**TAREFAS A REALIZAR**
**a)** Liste todas as pessoas identificadas pelo nome no texto sobre a ajuda humanitária à Ucrânia.
**b)** Continue o texto sobre a ajuda humanitária à Ucrânia a partir da última frase.

O aspeto dos militares ucranianos também mexeu com José Ferreira, sobretudo pelo facto de ser evidente que estavam a “passar por algumas dificuldades”. O desespero no olhar de muitos e a desconfianças dos refugiados que acolheu foram outros aspetos marcantes para o ex-autarca, nesta viagem.
Trata-se, conclui, de uma missão “altamente gratificante para compreender o desespero da condição que o ser humano tem de passar em períodos históricos, nos quais somos governados por pessoas que não deviam governar nada”.
Do coração de Leiria para a Polónia
Também o casal Ana Ferreira e Pedro Almeida voltou a partir para Varsóvia, esta segunda-feira, dia 14, cinco dias depois de terem voltado da Polónia. Foram, desta vez, numa caravana humanitária com um autocarro e 10 carrinhas de nove lugares, repletas de bens alimentares, artigos para crianças e medicamentos.
Quatro destas carrinhas levam material angariado pela campanha SOS Ucrânia, em Leiria. O casal chegou esta quarta-feira a Przemysl, na Polónia, e de acordo com o planeado, estariam hoje a recolher 107 refugiados.

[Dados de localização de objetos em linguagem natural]
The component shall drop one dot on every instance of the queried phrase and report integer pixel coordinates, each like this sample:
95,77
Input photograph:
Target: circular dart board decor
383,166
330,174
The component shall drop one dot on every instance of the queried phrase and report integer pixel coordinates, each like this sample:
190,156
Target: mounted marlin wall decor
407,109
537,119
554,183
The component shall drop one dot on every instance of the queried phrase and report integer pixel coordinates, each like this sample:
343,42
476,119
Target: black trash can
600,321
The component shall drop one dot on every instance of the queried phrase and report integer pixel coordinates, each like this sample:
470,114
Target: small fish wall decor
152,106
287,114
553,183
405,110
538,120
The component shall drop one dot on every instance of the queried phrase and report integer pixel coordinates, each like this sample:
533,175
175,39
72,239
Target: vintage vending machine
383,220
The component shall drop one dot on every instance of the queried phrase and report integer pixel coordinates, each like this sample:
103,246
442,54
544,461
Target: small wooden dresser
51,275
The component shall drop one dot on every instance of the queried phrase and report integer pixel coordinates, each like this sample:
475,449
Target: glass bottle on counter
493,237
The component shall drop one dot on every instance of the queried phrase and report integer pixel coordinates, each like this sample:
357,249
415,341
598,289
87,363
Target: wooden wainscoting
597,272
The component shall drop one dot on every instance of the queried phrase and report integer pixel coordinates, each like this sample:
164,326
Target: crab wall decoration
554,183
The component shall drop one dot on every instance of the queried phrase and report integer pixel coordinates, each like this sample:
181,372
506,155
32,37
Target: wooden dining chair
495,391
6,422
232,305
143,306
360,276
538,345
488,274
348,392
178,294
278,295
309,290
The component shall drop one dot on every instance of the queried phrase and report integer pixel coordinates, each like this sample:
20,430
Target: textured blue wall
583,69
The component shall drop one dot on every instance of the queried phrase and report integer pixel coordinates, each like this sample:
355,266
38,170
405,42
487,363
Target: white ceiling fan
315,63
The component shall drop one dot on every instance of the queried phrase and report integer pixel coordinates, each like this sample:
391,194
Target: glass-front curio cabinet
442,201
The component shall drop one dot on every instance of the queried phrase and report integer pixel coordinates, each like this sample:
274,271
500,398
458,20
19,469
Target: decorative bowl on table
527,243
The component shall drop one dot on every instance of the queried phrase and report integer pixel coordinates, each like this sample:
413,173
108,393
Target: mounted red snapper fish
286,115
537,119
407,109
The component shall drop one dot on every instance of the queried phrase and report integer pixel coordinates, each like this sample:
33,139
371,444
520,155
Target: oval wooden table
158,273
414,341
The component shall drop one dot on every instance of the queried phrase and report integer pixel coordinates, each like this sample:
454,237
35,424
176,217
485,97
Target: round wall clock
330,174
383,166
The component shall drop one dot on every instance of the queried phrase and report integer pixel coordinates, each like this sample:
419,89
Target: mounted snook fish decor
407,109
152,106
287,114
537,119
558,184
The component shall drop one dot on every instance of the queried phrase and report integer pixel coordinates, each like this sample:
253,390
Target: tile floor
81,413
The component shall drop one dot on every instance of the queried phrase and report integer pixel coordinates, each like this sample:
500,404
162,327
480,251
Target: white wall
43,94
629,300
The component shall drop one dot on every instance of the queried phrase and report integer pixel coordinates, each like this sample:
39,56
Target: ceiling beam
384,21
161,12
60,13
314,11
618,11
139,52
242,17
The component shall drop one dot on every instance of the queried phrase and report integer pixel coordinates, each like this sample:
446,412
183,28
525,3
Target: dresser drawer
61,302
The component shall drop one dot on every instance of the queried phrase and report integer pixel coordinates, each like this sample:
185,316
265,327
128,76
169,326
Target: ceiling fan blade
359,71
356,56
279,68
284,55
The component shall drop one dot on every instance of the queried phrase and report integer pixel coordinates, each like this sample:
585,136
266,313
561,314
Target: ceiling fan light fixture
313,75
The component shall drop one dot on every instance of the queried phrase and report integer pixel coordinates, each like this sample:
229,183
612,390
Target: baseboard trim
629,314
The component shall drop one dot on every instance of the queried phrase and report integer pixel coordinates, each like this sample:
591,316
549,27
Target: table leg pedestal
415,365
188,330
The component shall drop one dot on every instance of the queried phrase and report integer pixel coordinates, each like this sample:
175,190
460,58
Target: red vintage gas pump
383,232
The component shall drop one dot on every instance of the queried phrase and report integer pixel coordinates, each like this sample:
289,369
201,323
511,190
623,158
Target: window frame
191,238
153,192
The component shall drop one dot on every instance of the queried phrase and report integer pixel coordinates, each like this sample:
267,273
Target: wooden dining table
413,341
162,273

==

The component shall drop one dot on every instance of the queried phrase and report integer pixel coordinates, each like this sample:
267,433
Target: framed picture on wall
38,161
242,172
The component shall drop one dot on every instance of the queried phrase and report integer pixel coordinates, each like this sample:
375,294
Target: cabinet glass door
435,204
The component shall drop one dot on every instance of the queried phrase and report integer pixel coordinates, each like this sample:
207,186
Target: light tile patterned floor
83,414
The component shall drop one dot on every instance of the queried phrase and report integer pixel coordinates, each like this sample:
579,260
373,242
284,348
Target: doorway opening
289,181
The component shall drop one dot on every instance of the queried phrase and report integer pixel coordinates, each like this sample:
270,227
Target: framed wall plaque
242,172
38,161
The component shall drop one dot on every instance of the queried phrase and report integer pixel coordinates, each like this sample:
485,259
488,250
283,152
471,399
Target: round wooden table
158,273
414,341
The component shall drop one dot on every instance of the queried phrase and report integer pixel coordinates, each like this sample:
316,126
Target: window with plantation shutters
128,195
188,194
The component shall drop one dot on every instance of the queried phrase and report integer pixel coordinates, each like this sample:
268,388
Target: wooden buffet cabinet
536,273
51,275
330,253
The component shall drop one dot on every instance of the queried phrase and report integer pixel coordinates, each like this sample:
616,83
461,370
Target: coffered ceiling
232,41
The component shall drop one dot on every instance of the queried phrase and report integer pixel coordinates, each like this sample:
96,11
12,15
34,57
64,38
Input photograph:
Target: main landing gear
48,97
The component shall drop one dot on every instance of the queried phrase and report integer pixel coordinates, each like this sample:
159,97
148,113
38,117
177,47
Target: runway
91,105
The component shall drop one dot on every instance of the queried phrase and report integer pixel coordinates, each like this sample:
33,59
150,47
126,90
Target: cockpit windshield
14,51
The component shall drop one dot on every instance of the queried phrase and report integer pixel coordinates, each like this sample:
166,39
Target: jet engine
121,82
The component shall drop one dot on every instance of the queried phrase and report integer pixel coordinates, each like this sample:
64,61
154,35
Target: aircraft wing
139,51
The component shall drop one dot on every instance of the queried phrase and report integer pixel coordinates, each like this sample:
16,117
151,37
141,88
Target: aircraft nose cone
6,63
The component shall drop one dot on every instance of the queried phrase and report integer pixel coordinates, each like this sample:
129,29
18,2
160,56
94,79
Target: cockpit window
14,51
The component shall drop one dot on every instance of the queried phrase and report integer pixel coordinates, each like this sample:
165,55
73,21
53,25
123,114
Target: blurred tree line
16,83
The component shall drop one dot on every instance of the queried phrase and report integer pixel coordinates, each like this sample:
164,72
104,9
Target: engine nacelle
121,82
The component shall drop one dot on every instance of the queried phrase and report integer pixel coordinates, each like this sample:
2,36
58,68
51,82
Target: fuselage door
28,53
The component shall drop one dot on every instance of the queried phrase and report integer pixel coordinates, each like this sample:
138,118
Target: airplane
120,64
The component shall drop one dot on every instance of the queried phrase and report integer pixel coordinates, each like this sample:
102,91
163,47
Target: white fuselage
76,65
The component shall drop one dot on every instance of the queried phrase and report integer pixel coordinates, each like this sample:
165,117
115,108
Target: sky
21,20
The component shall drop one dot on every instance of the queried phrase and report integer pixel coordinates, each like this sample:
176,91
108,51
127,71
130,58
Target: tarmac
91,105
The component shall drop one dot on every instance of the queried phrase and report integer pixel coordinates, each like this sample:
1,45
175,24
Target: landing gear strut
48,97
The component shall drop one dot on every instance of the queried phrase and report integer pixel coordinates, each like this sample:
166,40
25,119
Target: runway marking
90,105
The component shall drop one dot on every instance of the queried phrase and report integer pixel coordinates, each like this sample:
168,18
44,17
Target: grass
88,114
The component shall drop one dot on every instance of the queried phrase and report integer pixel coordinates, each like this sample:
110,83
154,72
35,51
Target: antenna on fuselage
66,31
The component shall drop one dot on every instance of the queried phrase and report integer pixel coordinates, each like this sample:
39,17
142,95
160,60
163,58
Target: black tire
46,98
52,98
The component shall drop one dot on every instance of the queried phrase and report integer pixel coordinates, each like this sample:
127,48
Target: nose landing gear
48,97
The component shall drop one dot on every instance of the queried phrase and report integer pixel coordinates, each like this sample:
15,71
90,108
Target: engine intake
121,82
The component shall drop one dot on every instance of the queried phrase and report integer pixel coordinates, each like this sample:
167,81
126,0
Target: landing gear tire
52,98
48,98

**RESPOSTAS POR TAREFA**
**a)** José Ferreira, Ana Ferreira, Pedro Almeida

**b)**
Quanto à chegada, está prevista para este fim de semana e até terça-feira, 15, Ana ainda não sabia qual o destino exato destes refugiados.
Na zona Oeste do distrito, houve também autarcas, vereadores e outros funcionários públicos que deixaram os trabalhos e partiram para onde a ajuda é hoje mais necessária. Ricardo Duque, presidente da Junta de Freguesia de Gaeiras, José Pereira, vereador do Município de Óbidos, com o pelouro das Migrações e Ação Social, Sandrina Patriarca, presidente da Junta de Freguesia de Olho Marinho, Silvana Santo António, colaboradora na Junta de Gaeiras e três voluntários completaram oito mil quilómetros em seis dias, tendo regressado no passado dia 11, na companhia de 11 crianças e seis mulheres ucranianas.
Em Alcobaça, não partiram voluntários, mas foram enviados na terça-feira, 15, dois camiões com 40 toneladas de produtos, angariados no âmbito da campanha desenvolvida no concelho.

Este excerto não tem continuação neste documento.